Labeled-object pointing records
########################################
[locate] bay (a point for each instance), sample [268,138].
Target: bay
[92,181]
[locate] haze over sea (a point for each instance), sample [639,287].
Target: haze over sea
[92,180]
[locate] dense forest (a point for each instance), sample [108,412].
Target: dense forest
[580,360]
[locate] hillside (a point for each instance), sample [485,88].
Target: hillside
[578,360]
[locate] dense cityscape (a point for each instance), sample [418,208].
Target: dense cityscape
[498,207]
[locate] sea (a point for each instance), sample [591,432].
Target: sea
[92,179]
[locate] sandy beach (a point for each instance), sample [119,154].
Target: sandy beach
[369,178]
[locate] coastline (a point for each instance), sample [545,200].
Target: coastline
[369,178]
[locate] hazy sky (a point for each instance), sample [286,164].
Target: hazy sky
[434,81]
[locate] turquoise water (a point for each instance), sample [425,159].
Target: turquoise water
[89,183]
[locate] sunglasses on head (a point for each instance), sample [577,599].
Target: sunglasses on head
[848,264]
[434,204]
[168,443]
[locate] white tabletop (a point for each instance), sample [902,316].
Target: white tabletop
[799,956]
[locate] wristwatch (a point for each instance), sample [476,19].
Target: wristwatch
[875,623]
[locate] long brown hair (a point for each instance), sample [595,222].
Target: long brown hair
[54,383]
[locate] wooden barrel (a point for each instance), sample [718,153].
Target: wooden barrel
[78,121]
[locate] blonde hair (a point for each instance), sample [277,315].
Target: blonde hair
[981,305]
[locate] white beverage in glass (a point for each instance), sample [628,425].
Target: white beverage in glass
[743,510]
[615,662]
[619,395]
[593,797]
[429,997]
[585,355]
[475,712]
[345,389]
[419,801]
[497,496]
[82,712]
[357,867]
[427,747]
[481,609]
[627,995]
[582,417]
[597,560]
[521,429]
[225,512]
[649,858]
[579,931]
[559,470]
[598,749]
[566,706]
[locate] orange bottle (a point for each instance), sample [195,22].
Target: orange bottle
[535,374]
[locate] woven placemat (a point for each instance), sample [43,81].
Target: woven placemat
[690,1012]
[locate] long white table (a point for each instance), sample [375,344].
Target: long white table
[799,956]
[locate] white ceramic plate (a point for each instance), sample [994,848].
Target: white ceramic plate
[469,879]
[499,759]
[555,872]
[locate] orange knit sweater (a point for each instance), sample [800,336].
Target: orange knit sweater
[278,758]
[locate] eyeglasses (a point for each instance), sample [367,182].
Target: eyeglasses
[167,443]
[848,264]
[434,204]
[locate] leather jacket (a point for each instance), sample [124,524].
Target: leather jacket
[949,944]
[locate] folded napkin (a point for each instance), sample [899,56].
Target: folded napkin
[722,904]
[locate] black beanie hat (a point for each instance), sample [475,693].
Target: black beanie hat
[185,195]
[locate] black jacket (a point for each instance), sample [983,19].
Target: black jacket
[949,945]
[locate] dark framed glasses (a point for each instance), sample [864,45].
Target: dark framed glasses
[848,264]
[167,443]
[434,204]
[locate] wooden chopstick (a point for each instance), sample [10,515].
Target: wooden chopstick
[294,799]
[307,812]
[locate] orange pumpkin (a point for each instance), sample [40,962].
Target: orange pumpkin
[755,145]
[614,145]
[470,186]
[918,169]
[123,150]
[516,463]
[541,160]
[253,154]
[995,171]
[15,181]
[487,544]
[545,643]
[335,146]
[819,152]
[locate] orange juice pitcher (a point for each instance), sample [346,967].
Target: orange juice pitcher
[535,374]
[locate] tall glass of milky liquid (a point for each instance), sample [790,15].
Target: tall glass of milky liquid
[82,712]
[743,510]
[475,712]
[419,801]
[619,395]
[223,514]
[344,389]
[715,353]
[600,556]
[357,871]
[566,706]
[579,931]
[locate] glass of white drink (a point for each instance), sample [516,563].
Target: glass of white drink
########################################
Please copy all of the records above again, line for line, with no changes.

[locate] bay (a point for each instance), sample [268,138].
Target: bay
[92,181]
[locate] haze over sea (a point for each instance), sample [639,287].
Target: haze over sea
[92,180]
[locate] dense forest (a point for each instance), sample [108,412].
Target: dense forest
[580,360]
[locate] hillside (a point for each instance), sample [485,88].
Target: hillside
[578,360]
[locate] dense cityscape (a point for each instance), sample [418,208].
Target: dense cityscape
[498,207]
[locate] sea (a point for each instance), sample [591,432].
Target: sea
[92,179]
[locate] sandy beach (a point for each instance), sample [119,154].
Target: sandy beach
[369,178]
[locate] coastline (a point for each instance), sample [545,200].
Target: coastline
[369,178]
[locate] hazy sky (a point for each instance), sample [286,164].
Target: hazy sky
[434,81]
[locate] turquoise water (a point for each instance), sample [425,159].
Target: turquoise water
[89,183]
[locate] sunglasses on head (a point for each instance), sample [577,599].
Target: sunglasses on head
[848,264]
[434,204]
[168,443]
[locate] white tabletop (a point for each instance), sample [902,316].
Target: white tabletop
[799,956]
[locate] wristwatch (a point for each instance), sample [476,19].
Target: wristwatch
[875,623]
[locate] long brown hair (a point for each instance), sample [595,222].
Target: long brown hair
[54,383]
[locate] wooden barrel (a point for each instance), sample [718,153].
Target: wooden barrel
[78,121]
[locate] blonde hair (a point for each instance), sample [277,315].
Target: blonde hair
[981,305]
[locate] white beverage in glass (a point for each instance), sample [628,425].
Target: white beverage in glass
[743,510]
[615,662]
[619,395]
[593,797]
[429,997]
[585,355]
[475,712]
[345,389]
[419,801]
[497,496]
[82,712]
[357,867]
[427,747]
[481,609]
[627,995]
[582,417]
[597,560]
[521,429]
[225,512]
[649,858]
[579,931]
[559,470]
[598,749]
[566,706]
[locate] orange bottle (a point for each instance), sample [195,22].
Target: orange bottle
[535,374]
[locate] woven placemat (a point for each instance), sample [43,81].
Target: woven placemat
[690,1012]
[locate] long white table (a point for each instance), sample [375,344].
Target: long white table
[799,956]
[locate] white ceramic plate (a point for each instance), sample [994,848].
Target: white ceramic plate
[469,879]
[499,759]
[555,872]
[locate] orange knit sweater (a point for each instance), sample [800,336].
Target: orange knit sweater
[278,758]
[locate] eyeglasses (a point for each instance), sample [367,182].
Target: eyeglasses
[167,443]
[848,264]
[434,204]
[locate] leather jacket (a point for each instance), sample [124,524].
Target: leather jacket
[949,944]
[locate] folded napkin (a point for each instance), sample [899,56].
Target: folded napkin
[722,904]
[locate] black beanie hat (a point for each instance), sample [475,693].
Target: black beanie hat
[185,195]
[locate] black jacket (a point for each instance), sample [983,19].
Target: black jacket
[949,945]
[locate] dark framed glasses (a point for each instance), sample [864,45].
Target: dark framed glasses
[848,264]
[167,443]
[434,204]
[locate] wooden chopstick (a point for each instance), sample [10,515].
Target: wooden chopstick
[294,799]
[307,812]
[locate] orange pumpkin (a point for each instance), sample [40,962].
Target: orange pumpkin
[755,145]
[614,145]
[470,186]
[918,169]
[123,150]
[516,463]
[541,160]
[253,154]
[995,171]
[15,181]
[487,544]
[545,643]
[335,146]
[819,152]
[locate] orange juice pitcher (a point for each instance), sample [346,967].
Target: orange juice pitcher
[535,374]
[locate] tall glass of milky liquid (a point for each instance), sample [790,15].
Target: tall glass of milky liquid
[82,712]
[743,510]
[475,712]
[419,801]
[619,395]
[223,514]
[344,389]
[715,353]
[600,556]
[357,871]
[566,706]
[579,931]
[locate] glass of white drink (a point for each instance), sample [516,563].
Target: glass of white drink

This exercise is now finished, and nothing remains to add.